IL TUO COMPITO
Ricopia parola per parola dall'articolo sulla variante inglese in Lombardia il passo che comincia con "Lo studio delle" e prosegue fino a "completo del genoma.".

ESTRATTO
┄┄┄┄┄┄┄┄┄┄┄┄┄┄┄┄┄┄┄┄

I primi riscontri della «variante inglese» del coronavirus in Lombardia risalgono al 23-24 dicembre scorsi. Da allora, come da indicazione del ministero della Salute e della Regione, sono continuate le analisi sui tamponi positivi di chi rientra da Gran Bretagna, Sudafrica e Brasile. Le autorità sanitarie hanno lanciato l’allerta sul virus mutato presente in quei Paesi. L’obiettivo è capire il comportamento dell’epidemia.
Il Policlinico San Matteo di Pavia è un riferimento per questo tipo di lavoro. «I campioni arrivano da tutta la Lombardia — spiega il professor Fausto Baldanti, responsabile del Laboratorio di Virologia molecolare —. Da Natale abbiamo analizzato circa 70 rientri positivi e abbiamo identificato una cinquantina di persone che hanno contratto il virus nella variante inglese, nessuna con quella brasiliana o sudafricana». In quel 50 ci sono pure i contatti stretti degli infetti, da cui sono stati contagiati. I casi più recenti sono emersi a Cremona e Mantova. In quest’ultima provincia il San Matteo sta facendo un approfondimento sul territorio e non solo sui rientri. La richiesta è arrivata dall’Ats locale per capire a cosa sia dovuta la recente crescita dei contagi. «Ma al momento non abbiamo dati relativi a una circolazione diffusa della variante inglese in quest’area» dice Baldanti.
Lo studio delle mutazioni è più complesso e costoso rispetto alle analisi per capire solo se un tampone è positivo o negativo. A Pavia servono due giorni per avere i risultati, più tempo per il sequenziamento completo del genoma.
Lo studio
Nella prima ondata
sarebbero presenti sette varianti virali
nella Regione
Secondo il responsabile del laboratorio le indagini sono da potenziare. «Ci aiutano a tracciare l’evoluzione dell’epidemia». È quello che si è fatto nel lavoro appena pubblicato su Nature Communications dal San Matteo con l’ospedale Niguarda e l’università Statale di Milano. Dallo studio emerge che nella prima fase dell’emergenza erano presenti sette varianti virali in Lombardia. Altro risultato, l’identificazione di due sub-epidemie a Lodi/Cremona e a Bergamo alimentate da mutazioni differenti. Le analisi sono ancor più utili oggi. «È in corso la campagna vaccinale con un preparato, presto ne arriveranno altri, assieme agli anticorpi monoclonali — dice Baldanti —. Ci sono armi specifiche contro la malattia, è importante verificare che il virus non ne mini l’efficacia cambiando la propria natura».

┄┄┄┄┄┄┄┄┄┄┄┄┄┄┄┄┄┄┄┄

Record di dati
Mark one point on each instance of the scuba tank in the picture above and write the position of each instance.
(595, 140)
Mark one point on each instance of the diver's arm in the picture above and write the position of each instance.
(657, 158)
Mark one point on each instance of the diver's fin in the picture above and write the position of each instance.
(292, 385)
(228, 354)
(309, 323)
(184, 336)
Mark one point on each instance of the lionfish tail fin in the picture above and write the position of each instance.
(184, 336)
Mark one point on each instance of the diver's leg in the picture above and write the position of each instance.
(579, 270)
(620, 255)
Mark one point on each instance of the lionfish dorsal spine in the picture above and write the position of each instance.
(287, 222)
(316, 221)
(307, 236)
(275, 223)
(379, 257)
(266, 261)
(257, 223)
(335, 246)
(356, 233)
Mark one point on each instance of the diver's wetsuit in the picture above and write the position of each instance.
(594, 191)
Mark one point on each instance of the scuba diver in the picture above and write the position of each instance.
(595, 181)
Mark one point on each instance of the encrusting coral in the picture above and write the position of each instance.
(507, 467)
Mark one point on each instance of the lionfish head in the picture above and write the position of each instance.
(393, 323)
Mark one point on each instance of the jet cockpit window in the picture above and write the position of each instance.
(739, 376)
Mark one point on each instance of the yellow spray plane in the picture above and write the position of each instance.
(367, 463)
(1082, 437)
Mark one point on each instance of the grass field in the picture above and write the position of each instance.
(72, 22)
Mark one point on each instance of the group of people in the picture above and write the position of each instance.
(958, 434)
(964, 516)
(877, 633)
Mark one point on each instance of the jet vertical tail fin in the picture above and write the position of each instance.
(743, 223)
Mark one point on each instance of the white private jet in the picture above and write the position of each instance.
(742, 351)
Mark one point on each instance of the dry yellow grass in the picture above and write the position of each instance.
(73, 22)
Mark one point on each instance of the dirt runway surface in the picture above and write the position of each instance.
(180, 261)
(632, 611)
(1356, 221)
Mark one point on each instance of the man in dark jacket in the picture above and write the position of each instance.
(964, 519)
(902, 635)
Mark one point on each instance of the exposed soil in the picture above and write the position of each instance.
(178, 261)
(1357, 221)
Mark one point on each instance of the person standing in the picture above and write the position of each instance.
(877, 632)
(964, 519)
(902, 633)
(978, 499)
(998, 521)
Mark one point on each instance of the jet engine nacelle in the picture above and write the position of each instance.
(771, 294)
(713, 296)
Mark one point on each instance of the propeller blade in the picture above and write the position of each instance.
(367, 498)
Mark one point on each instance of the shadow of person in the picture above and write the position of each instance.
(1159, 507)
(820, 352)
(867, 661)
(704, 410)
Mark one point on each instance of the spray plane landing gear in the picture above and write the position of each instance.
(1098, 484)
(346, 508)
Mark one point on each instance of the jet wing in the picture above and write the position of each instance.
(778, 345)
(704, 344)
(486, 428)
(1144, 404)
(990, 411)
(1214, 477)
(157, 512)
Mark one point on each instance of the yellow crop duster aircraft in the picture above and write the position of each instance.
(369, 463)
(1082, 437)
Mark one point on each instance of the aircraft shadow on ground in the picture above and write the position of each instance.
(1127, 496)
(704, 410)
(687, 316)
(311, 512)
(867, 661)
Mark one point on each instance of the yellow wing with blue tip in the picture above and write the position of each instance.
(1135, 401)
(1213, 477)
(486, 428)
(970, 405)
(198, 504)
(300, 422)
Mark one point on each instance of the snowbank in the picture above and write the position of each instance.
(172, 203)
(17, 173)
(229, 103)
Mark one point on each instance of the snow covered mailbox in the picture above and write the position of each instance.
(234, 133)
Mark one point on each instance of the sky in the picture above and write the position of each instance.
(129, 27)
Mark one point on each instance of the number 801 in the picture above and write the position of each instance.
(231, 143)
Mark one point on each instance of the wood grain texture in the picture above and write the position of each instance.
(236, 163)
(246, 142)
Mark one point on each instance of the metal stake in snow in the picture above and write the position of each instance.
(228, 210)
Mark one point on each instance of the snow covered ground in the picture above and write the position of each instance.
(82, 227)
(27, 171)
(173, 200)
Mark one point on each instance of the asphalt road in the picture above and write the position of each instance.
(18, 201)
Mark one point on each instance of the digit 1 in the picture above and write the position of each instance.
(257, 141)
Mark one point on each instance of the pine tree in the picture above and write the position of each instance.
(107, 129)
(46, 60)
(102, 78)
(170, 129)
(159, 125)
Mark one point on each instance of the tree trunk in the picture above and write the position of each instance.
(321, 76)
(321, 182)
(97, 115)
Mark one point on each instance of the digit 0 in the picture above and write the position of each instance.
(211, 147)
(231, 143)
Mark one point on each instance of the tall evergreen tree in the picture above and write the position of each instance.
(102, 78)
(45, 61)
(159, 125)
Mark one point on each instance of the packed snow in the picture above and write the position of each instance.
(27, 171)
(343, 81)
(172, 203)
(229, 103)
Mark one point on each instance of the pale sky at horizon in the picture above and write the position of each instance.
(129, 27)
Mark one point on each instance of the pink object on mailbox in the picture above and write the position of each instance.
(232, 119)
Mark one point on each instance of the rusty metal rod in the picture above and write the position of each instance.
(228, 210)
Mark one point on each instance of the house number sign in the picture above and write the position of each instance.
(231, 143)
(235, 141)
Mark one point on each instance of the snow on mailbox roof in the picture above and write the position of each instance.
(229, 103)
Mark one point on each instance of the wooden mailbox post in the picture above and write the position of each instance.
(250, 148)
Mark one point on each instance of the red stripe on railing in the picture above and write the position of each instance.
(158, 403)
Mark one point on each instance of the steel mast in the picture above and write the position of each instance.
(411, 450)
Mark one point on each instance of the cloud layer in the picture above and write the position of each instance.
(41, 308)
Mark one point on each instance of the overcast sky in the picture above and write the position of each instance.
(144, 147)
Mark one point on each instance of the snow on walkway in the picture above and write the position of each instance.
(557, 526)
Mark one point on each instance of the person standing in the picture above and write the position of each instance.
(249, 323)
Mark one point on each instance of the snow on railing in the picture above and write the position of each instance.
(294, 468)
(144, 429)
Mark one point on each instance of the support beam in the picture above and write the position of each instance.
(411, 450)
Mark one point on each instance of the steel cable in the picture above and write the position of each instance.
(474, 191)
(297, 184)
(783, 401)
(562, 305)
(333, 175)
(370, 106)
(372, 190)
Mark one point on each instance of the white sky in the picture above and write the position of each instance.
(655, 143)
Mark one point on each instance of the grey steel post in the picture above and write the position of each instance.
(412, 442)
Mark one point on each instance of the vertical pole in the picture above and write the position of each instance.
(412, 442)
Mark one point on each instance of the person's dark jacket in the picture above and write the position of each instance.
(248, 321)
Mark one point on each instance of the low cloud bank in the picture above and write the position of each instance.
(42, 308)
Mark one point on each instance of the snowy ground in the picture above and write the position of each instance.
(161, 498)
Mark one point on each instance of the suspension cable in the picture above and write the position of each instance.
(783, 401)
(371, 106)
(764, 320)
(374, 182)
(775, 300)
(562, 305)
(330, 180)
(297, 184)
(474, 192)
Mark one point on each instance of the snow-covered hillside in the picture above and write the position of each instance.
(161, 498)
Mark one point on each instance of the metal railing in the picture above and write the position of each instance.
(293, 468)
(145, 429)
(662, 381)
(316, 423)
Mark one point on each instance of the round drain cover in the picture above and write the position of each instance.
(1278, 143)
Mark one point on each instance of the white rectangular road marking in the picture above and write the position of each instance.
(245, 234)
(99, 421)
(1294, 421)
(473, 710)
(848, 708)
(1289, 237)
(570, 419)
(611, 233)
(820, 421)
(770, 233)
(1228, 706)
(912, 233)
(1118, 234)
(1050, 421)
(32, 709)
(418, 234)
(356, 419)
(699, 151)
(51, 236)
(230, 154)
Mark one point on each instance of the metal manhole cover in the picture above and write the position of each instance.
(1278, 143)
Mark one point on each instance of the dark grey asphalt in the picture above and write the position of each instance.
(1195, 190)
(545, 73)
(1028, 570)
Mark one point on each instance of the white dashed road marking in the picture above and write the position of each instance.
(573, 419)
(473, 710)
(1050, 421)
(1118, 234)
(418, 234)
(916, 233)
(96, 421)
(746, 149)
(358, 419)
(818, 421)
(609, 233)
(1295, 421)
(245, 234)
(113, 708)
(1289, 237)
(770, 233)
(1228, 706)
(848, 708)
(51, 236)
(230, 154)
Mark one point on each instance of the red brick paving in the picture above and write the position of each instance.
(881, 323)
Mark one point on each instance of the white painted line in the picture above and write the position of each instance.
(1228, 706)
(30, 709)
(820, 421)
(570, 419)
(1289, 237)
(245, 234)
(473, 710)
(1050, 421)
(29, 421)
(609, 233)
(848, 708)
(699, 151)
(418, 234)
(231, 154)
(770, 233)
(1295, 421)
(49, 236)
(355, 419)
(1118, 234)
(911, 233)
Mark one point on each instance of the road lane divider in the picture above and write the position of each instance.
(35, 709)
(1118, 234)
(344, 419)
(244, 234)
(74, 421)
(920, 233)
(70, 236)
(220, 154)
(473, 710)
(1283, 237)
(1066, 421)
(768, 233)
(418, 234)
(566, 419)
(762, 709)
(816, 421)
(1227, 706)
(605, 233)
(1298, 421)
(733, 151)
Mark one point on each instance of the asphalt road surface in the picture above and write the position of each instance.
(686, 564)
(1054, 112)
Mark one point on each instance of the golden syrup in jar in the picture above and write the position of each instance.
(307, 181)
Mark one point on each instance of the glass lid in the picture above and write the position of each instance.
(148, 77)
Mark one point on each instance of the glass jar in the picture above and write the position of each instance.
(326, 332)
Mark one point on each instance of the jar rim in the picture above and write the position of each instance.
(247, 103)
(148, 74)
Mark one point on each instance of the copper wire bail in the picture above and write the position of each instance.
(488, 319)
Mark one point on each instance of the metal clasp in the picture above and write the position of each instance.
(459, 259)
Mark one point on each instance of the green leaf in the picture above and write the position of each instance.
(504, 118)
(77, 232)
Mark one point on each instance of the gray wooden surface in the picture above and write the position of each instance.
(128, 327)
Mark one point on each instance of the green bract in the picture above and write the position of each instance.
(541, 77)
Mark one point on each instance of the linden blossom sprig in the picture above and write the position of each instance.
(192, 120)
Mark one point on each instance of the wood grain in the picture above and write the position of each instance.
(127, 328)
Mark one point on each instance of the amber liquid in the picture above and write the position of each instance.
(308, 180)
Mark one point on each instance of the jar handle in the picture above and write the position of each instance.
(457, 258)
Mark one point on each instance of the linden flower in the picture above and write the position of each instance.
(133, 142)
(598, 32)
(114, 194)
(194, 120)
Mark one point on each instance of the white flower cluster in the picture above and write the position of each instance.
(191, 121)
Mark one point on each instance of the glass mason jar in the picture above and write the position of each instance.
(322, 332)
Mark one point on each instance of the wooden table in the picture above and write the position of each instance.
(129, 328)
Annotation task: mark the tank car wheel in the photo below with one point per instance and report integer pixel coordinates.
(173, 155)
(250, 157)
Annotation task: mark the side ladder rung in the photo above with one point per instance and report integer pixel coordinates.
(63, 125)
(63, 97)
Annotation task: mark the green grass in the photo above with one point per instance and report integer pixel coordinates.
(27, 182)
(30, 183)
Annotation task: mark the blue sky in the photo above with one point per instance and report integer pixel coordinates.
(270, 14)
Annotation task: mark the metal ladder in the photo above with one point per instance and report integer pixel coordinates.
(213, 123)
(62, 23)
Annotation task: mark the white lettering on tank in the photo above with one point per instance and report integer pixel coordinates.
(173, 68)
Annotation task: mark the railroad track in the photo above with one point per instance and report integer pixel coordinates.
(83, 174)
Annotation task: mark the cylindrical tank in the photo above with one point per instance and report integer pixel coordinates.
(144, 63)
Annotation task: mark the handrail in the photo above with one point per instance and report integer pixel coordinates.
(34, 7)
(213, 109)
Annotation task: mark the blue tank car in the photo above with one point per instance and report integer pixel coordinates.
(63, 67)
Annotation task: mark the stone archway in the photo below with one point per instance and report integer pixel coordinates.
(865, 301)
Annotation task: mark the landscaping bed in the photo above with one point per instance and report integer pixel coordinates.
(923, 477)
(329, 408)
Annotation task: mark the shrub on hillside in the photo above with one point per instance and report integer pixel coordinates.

┄┄┄┄┄┄┄┄┄┄┄┄┄┄┄┄┄┄┄┄

SOLUZIONE DEL PROBLEMA
Lo studio delle mutazioni è più complesso e costoso rispetto alle analisi per capire solo se un tampone è positivo o negativo. A Pavia servono due giorni per avere i risultati, più tempo per il sequenziamento completo del genoma.